Return the rows below without any change, starting at the line with "I would appreciate it if you could identify the bed" and continuing up to and including the final line of the rows.

* Extracted entries *
_ _ _

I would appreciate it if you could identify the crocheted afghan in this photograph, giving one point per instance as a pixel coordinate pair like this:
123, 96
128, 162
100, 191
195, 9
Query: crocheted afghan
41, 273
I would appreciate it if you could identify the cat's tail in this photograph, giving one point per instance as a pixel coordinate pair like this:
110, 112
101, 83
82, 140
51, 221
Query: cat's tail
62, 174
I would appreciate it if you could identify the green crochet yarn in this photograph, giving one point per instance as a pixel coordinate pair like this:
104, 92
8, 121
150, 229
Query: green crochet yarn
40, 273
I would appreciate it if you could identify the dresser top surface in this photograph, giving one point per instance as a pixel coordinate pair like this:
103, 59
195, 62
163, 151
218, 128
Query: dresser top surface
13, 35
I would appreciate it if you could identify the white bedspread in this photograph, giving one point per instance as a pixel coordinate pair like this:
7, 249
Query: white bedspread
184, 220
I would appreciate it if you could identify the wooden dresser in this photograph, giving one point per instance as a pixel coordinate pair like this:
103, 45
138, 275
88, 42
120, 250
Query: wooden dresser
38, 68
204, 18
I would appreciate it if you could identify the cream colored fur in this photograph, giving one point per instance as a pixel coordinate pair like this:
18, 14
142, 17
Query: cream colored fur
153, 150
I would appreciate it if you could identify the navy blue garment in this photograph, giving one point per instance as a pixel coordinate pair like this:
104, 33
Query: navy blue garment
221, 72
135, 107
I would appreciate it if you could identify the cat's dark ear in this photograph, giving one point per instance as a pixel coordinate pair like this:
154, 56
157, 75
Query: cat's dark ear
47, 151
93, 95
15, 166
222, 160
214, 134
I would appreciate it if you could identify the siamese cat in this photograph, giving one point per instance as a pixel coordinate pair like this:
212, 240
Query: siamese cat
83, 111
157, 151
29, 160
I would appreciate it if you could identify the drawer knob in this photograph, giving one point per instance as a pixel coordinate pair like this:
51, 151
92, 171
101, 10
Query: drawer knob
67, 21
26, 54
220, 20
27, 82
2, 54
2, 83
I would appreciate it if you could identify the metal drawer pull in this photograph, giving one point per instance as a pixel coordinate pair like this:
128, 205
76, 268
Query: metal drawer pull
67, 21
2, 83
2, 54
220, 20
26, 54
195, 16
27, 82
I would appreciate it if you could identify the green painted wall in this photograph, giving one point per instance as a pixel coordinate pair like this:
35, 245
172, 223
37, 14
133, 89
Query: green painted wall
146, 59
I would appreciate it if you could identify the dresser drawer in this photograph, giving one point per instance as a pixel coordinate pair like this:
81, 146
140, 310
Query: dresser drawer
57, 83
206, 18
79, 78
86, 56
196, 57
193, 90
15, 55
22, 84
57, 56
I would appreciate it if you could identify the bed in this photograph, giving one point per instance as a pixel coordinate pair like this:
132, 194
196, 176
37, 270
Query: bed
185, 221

_ _ _

* Written solution *
I would appreciate it if you could identify the bed in this photograph, giving one point per instance as a pixel coordinate pair like this:
132, 194
196, 176
37, 270
Query: bed
185, 221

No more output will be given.